**Work to be completed:** Your task is to copy the lines of the data below from the line holding "Each <instance> block" through the line holding "positive clicks: (153, 364)", inclusive, exactly and with nothing added.
──────── Material to process
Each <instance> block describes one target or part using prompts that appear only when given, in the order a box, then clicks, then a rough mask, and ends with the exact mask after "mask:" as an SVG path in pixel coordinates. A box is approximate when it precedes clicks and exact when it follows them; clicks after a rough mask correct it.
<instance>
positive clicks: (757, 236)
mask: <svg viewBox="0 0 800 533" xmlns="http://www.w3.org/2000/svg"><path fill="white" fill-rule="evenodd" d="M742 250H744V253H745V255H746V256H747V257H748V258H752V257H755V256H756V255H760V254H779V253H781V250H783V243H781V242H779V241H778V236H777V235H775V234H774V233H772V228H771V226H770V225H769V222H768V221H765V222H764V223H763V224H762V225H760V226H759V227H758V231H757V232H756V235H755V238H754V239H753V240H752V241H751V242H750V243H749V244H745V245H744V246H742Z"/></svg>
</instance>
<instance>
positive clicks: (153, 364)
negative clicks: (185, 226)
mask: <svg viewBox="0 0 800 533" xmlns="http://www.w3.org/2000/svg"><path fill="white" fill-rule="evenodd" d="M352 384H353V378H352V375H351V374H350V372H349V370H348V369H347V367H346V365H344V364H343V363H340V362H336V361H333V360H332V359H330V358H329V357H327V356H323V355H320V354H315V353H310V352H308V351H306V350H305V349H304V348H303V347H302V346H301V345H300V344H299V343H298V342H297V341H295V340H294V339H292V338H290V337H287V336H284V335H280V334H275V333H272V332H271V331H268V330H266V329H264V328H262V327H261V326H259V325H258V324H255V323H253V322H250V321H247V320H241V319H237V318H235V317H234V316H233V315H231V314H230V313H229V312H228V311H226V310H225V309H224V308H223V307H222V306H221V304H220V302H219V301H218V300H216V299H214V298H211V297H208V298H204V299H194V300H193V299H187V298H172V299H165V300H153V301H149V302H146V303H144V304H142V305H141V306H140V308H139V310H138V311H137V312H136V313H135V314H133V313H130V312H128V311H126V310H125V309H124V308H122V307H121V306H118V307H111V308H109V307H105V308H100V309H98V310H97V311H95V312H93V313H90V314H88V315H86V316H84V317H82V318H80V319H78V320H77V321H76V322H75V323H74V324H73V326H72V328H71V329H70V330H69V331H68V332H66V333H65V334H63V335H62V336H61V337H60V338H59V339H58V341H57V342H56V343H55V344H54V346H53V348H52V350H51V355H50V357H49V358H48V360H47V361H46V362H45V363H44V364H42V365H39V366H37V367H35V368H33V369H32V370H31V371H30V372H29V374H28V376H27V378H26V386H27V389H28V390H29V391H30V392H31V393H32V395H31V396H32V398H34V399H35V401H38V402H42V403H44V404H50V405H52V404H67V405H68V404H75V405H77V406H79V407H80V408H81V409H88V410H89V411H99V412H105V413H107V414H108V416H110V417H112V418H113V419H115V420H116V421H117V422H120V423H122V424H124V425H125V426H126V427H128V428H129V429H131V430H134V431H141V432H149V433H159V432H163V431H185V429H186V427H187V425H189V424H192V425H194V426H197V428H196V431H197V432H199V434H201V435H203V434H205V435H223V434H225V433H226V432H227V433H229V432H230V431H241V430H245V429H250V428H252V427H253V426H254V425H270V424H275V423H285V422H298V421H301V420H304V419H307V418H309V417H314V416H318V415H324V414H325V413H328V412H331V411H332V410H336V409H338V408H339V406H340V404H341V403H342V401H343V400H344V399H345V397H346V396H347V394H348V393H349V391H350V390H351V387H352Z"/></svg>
────────────────
──────── Material to process
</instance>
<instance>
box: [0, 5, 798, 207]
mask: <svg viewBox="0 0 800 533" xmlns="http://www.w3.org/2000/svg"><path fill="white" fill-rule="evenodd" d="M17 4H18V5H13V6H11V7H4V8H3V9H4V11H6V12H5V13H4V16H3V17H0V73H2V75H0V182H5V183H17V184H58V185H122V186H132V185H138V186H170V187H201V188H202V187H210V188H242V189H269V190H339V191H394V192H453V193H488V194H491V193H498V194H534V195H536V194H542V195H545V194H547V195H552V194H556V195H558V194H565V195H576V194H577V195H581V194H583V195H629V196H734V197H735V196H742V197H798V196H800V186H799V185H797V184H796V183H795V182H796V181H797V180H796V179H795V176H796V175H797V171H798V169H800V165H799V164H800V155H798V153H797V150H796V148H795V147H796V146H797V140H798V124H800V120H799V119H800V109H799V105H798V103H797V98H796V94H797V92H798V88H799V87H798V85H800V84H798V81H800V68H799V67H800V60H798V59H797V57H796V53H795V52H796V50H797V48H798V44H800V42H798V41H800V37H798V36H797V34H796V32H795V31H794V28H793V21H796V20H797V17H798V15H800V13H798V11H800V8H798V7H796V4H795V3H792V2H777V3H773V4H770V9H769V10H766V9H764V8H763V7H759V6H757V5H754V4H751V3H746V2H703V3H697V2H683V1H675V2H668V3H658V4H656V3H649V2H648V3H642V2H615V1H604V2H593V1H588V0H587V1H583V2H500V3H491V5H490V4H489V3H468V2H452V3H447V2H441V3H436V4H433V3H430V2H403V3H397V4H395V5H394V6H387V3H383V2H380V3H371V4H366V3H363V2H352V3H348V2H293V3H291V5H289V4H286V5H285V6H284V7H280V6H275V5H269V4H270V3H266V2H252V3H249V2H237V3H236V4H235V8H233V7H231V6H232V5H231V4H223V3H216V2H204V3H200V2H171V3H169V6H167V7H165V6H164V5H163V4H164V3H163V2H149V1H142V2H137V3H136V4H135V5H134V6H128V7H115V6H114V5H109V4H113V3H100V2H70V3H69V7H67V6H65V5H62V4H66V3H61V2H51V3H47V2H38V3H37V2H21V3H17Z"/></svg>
────────────────
**Answer box:**
Each <instance> block describes one target or part using prompts that appear only when given, in the order a box, then clicks, then a rough mask, and ends with the exact mask after "mask:" as an SVG path in pixel coordinates. A box is approximate when it precedes clicks and exact when it follows them; clicks after a rough mask correct it.
<instance>
positive clicks: (757, 236)
mask: <svg viewBox="0 0 800 533" xmlns="http://www.w3.org/2000/svg"><path fill="white" fill-rule="evenodd" d="M742 250H744V253H745V255H746V256H747V257H748V258H752V257H755V256H756V255H760V254H779V253H781V250H783V243H781V242H779V241H778V236H777V235H775V234H774V233H772V228H771V226H770V225H769V222H768V221H765V222H764V223H763V224H762V225H760V226H759V227H758V231H757V232H756V235H755V238H754V239H753V240H752V241H751V242H750V243H749V244H745V245H744V246H742Z"/></svg>
</instance>
<instance>
positive clicks: (153, 364)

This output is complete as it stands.